Exercise instructions:
#1 For each statement below, say whether it agrees with the Making Tax Digital text that follows. Answer yes or no, and quote the deciding words of the text exactly. (a) MTD for VAT became mandatory from April 2022. (b) Partnerships with individual partners must follow MTD for Income Tax Self Assessment from April 2024. (c) MTD for Income Tax applies to a landlord whose total property and/or self-employed business income is greater than £10,000 a year.
#2 Reproduce word for word the passage of the Making Tax Digital text below, starting with "Remember that MTD" and going on through "their income digitally.".

──────── Excerpt to read

The UK government is committed to bringing its tax system entirely online through the Making Tax Digital (MTD) initiative. With a phased rollout already underway, it is described by the HMRC as “one of the most digitally advanced tax administrations in the world” that commits to “transform tax administration so that it is easier for taxpayers to get their tax right.”
The HMRC states that the new system can help people stay away from avoidable mistakes that can cost up to billions of pounds a year in lost tax revenue. But how can this new tax rule for landlords affect their business? In this article, we explore MTD for landlords, the proposed changes at length and how to prepare for them. Let us begin:
First things first, what are the three MTD phases?
The UK government is launching the MTD initiative in phases to give everyone enough time to adjust. The three phases planned are:
- MTD for VAT: This calls for all VAT-registered businesses to share their VAT returns electronically and maintain complete digital records. MTD for VAT became mandatory from April 2022.
- MTD for Income Tax Self Assessment (MTD ITSA): This will replace the current Self Assessment returns system. Landlords and the self-employed must abide by this from April 2024, while partnerships with individual partners need to follow this from April 2025.
- MTD for Corporation Tax: This is the third stage, planned for a 2026 implementation date. More on that later.
What does MTD for Income Tax mean for landlords?
If you are a landlord with total property and/or self-employed business income greater than £10,000 a year, MTD for Income Tax applies.
Remember that MTD applies to residential property, commercial property, furnished holiday lettings, and any non-UK property you are earning rent from. It is also important to note that if you are a landlord registered as an LLC, you need to keep sending your limited company accounts and corporation tax to HMRC and Companies House.
Finally, remember that if you co-own a property with someone else, other people must register for MTD for landlord rental income tax return and report their income digitally.
What do landlords have to do once qualified for MTD for Income Tax?

────────────────
──────── Listed entries

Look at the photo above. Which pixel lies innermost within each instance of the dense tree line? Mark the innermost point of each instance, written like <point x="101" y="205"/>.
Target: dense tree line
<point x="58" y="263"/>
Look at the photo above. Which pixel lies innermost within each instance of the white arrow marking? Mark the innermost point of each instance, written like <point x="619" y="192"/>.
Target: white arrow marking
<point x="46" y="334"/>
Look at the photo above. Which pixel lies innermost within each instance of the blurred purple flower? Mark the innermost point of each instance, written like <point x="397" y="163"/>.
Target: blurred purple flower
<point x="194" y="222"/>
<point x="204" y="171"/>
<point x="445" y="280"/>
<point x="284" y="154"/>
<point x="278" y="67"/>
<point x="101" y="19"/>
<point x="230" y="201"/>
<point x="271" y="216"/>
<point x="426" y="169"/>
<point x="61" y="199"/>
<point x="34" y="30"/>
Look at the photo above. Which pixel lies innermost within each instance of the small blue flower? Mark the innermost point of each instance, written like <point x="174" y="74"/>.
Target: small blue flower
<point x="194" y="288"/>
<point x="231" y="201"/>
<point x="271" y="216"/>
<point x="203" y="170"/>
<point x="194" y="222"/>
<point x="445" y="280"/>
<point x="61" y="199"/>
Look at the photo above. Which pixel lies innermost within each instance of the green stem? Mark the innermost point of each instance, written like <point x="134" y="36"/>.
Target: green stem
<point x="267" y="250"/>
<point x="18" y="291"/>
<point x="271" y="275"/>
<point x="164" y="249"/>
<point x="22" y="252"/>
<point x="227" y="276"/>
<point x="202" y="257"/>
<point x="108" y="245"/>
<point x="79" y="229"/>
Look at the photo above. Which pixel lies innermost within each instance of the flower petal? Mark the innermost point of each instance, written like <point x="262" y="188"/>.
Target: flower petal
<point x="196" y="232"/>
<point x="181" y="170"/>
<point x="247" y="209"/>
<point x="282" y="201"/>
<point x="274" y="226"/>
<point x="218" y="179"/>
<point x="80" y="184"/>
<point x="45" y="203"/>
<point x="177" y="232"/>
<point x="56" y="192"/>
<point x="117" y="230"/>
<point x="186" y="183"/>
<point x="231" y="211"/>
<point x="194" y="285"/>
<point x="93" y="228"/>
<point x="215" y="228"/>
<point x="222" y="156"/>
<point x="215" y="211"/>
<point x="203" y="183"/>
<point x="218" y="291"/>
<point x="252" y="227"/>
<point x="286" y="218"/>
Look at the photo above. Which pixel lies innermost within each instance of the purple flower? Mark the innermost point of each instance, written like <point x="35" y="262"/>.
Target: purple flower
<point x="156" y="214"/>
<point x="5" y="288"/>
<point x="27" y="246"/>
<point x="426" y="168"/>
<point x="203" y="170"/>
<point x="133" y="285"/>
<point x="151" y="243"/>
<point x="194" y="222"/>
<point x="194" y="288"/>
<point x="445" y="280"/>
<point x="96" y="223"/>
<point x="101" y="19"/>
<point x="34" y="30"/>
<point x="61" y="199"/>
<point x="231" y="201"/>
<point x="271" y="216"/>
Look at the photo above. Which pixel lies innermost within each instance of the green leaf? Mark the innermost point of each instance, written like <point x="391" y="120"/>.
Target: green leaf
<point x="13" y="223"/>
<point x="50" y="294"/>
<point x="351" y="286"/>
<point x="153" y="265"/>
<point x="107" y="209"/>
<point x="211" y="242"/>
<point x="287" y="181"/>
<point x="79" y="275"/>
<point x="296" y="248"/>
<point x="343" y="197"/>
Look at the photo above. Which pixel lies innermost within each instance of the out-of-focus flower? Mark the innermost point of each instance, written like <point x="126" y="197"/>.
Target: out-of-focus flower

────────────────

Solutions for each task:
#1
(a) Yes: "MTD for VAT became mandatory from April 2022."
(b) No: "partnerships with individual partners need to follow this from April 2025."
(c) Yes: "If you are a landlord with total property and/or self-employed business income greater than £10,000 a year, MTD for Income Tax applies."

#2
Remember that MTD applies to residential property, commercial property, furnished holiday lettings, and any non-UK property you are earning rent from. It is also important to note that if you are a landlord registered as an LLC, you need to keep sending your limited company accounts and corporation tax to HMRC and Companies House.
Finally, remember that if you co-own a property with someone else, other people must register for MTD for landlord rental income tax return and report their income digitally.